Resize the records from the start through the line containing "x=353, y=81", inclusive, and give every line again with the requests included but the pictures left out. Multiply each pixel coordinate in the answers by 1.5 and round it to a whole number, with halves rounded up.

::: Extracted records

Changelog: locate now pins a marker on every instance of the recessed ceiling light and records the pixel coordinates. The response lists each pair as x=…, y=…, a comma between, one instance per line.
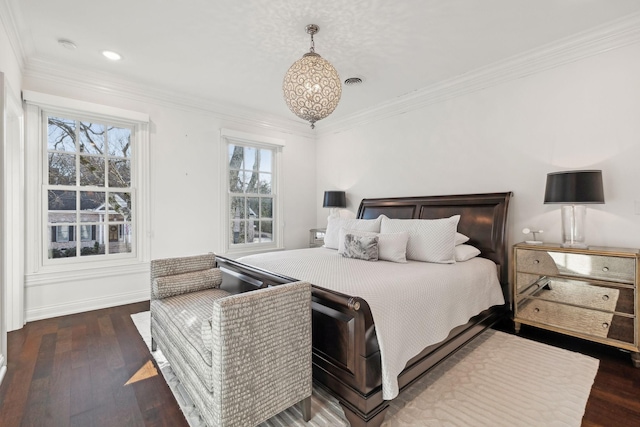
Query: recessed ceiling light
x=67, y=43
x=109, y=54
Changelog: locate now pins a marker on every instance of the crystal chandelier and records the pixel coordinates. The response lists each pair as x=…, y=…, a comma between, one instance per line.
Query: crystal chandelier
x=312, y=85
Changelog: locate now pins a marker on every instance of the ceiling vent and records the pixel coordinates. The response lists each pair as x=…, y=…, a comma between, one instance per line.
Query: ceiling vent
x=353, y=81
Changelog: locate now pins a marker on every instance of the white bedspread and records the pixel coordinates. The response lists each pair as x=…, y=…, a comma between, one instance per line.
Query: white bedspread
x=437, y=296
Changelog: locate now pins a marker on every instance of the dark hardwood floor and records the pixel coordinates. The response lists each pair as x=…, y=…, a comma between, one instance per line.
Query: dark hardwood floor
x=73, y=371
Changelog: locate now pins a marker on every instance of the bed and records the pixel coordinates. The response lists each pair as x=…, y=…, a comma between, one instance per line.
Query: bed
x=346, y=348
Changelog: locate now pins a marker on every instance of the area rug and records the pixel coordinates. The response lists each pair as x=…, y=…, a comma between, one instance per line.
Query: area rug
x=496, y=380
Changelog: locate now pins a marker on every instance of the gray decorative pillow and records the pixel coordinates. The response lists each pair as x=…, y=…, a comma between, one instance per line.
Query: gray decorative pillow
x=361, y=247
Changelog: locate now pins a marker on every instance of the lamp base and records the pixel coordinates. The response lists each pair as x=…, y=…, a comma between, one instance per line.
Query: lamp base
x=574, y=245
x=573, y=226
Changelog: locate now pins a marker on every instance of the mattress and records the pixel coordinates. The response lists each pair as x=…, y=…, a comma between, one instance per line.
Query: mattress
x=438, y=297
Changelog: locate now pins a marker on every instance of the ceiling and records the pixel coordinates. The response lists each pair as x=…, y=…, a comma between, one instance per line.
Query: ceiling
x=236, y=52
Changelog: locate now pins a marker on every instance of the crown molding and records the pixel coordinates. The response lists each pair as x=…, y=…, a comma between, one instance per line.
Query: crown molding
x=102, y=83
x=9, y=21
x=613, y=35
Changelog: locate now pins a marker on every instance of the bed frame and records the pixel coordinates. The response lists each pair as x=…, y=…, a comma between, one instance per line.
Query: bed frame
x=346, y=356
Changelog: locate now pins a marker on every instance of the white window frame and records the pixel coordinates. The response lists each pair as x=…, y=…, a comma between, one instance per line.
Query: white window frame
x=38, y=107
x=228, y=137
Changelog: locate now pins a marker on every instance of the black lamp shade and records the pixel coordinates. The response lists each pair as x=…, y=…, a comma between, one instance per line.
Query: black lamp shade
x=574, y=187
x=334, y=199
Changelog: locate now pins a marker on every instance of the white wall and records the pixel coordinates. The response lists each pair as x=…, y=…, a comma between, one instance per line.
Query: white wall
x=582, y=115
x=184, y=196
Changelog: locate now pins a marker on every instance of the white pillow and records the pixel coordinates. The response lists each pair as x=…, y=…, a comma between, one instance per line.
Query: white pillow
x=430, y=240
x=360, y=247
x=335, y=224
x=461, y=238
x=466, y=252
x=391, y=247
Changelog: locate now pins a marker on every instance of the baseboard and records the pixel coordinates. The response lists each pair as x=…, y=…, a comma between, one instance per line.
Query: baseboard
x=86, y=305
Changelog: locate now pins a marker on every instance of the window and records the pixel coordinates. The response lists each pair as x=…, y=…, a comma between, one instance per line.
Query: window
x=252, y=207
x=88, y=187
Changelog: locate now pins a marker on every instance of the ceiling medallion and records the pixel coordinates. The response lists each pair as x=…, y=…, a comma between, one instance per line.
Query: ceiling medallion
x=312, y=86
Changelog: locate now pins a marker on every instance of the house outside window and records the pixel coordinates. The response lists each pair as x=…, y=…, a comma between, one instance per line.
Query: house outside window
x=88, y=188
x=251, y=180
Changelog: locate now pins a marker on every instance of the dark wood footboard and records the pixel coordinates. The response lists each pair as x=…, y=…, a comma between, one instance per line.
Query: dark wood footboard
x=346, y=356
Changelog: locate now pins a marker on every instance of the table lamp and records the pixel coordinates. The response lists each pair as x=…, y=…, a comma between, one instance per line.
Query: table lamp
x=574, y=189
x=334, y=200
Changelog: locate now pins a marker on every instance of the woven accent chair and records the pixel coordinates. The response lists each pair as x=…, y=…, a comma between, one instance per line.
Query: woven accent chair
x=243, y=358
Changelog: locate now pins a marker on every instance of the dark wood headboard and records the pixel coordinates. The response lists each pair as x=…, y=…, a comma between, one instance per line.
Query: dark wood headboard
x=483, y=217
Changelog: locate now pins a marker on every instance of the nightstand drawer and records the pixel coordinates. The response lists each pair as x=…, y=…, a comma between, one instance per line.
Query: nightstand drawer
x=579, y=320
x=549, y=263
x=589, y=295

::::::

Complete response:
Changelog: locate now pins a marker on every instance of the recessed ceiling light and records the pixel coordinates. The response lists each pair as x=…, y=…, a comma between, one instance per line.
Query: recessed ceiling light
x=101, y=65
x=164, y=81
Changelog: locate now pins a marker on every instance of the crystal chandelier and records the pixel coordinates. The response lists each pair as x=…, y=…, a comma between, one instance per line.
Query: crystal chandelier
x=468, y=128
Changelog: locate now pins a marker on every instance of the ceiling vent and records the pixel coordinates. The response lists each pair as x=…, y=…, a comma between, one instance per line.
Query: ceiling vent
x=530, y=122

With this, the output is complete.